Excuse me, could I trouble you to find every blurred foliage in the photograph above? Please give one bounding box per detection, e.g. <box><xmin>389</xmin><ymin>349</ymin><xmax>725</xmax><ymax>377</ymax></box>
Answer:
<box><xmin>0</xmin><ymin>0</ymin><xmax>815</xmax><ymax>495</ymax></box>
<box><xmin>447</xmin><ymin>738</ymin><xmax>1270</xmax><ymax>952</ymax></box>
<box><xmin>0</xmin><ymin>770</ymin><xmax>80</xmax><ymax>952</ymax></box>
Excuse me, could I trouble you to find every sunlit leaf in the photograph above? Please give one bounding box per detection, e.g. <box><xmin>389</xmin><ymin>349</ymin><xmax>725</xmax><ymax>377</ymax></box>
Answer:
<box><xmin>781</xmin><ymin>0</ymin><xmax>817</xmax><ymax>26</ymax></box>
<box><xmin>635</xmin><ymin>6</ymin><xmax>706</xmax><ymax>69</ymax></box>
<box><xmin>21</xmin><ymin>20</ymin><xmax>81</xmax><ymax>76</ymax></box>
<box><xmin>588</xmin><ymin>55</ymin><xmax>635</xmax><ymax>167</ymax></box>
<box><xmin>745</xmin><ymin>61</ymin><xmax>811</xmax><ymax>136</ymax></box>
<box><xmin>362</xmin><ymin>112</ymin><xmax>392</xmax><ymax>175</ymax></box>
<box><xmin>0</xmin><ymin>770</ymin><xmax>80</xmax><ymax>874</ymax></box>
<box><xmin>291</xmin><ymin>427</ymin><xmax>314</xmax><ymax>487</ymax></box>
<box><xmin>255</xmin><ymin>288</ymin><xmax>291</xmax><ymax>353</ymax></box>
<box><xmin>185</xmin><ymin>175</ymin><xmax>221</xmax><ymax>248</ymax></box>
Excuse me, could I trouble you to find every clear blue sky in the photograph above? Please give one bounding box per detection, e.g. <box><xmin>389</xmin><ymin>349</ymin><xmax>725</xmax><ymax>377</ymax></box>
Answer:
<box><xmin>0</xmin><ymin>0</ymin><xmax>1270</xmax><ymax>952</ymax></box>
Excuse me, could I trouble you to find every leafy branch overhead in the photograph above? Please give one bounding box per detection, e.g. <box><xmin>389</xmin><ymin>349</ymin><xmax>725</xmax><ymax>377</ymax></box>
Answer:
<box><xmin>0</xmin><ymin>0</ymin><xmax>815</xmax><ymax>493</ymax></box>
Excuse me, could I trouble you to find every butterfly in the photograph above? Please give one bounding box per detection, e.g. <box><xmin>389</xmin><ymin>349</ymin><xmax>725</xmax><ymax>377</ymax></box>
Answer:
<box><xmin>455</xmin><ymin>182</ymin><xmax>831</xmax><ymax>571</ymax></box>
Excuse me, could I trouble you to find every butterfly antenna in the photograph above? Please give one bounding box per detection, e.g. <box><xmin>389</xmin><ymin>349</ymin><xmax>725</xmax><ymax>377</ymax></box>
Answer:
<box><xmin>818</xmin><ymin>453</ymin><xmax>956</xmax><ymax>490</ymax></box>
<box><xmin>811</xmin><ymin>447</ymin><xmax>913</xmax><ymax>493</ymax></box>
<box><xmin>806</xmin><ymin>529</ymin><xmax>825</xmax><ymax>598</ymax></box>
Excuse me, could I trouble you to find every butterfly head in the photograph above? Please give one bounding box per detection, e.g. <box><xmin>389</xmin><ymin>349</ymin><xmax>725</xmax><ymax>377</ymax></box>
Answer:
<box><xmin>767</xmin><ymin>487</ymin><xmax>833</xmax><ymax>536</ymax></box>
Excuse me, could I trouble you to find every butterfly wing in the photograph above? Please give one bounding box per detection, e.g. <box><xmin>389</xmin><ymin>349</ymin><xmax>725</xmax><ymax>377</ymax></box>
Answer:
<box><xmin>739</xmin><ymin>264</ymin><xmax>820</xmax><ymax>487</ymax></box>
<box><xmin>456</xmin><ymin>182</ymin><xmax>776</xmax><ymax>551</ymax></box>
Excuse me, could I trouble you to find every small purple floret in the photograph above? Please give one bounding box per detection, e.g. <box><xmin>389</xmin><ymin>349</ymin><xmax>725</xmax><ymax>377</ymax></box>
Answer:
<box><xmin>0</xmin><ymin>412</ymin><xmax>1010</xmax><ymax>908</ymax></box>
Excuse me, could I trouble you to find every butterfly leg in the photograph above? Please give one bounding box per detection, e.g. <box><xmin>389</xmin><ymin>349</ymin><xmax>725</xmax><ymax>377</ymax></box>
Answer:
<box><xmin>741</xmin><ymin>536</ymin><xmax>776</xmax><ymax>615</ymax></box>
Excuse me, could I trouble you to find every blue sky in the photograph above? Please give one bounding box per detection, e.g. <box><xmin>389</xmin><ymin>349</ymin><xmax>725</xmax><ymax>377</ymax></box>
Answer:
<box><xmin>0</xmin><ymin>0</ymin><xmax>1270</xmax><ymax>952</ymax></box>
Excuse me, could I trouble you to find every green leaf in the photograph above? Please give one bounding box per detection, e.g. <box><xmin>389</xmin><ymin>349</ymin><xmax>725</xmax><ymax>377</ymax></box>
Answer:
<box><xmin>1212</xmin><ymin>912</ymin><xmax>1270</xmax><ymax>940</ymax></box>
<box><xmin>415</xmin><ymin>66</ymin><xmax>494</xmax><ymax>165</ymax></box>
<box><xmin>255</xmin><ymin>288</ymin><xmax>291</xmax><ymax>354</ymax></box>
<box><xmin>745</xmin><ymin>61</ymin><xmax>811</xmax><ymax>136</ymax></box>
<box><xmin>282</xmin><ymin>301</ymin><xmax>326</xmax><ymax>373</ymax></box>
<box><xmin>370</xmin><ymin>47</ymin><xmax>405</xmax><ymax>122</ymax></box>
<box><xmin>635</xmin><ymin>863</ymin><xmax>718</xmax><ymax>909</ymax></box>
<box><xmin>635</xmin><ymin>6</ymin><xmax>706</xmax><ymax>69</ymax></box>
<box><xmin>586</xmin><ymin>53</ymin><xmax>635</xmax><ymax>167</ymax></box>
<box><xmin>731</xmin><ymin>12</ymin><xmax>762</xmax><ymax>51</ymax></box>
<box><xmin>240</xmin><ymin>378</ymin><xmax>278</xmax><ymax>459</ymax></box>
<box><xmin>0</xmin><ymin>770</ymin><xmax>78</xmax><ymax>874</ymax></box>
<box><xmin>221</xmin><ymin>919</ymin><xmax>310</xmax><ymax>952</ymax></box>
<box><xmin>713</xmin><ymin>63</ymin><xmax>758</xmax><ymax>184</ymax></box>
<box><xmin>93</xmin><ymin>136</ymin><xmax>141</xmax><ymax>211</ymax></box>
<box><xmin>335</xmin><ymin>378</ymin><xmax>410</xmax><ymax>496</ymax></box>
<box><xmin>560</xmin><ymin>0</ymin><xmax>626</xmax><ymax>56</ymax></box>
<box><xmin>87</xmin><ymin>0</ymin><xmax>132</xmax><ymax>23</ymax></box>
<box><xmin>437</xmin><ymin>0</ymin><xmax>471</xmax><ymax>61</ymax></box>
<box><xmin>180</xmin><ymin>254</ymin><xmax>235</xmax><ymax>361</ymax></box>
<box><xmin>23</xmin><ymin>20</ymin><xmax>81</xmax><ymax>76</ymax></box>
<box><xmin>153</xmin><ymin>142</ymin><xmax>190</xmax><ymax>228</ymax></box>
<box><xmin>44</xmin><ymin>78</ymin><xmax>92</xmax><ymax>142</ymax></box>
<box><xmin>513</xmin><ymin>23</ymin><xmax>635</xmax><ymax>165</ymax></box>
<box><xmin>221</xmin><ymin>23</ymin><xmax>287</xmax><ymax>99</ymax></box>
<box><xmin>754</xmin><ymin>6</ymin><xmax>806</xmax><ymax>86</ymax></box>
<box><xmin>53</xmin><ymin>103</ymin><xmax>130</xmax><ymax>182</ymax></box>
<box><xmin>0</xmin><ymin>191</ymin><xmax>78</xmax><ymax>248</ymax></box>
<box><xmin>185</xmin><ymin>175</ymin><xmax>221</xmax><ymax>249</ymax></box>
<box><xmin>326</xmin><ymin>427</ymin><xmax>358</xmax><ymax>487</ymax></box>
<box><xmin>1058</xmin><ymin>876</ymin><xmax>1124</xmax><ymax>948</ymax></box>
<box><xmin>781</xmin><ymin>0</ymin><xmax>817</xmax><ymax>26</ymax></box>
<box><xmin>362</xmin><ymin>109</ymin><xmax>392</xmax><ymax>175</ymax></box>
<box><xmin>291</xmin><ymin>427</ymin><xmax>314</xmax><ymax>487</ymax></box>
:::::
Return, unchanged, each line of the entries above that contains the string "butterfly".

Excuse me, could I trouble you to find every butterfly in the photograph above? Please give one bounding box per detection, e.g. <box><xmin>389</xmin><ymin>349</ymin><xmax>725</xmax><ymax>377</ymax></box>
Excuse me, could I trouble you to find every butterfly antenna in the photograph above? Please give one bounding box per detection, e.g. <box><xmin>389</xmin><ymin>349</ymin><xmax>725</xmax><ymax>377</ymax></box>
Excuse me, could I trouble you to find every butterfly head in the photograph above? Please give one bounding box per detection, e.g. <box><xmin>389</xmin><ymin>349</ymin><xmax>725</xmax><ymax>377</ymax></box>
Excuse me, could I trouble you to find every butterfly wing in the photograph above? Please give one bounding box per detection, e.g. <box><xmin>389</xmin><ymin>349</ymin><xmax>725</xmax><ymax>377</ymax></box>
Excuse me, could I trouble you to find every butterfly leg in the photograph above? Please give one bounding box per detection, e.g. <box><xmin>389</xmin><ymin>349</ymin><xmax>725</xmax><ymax>377</ymax></box>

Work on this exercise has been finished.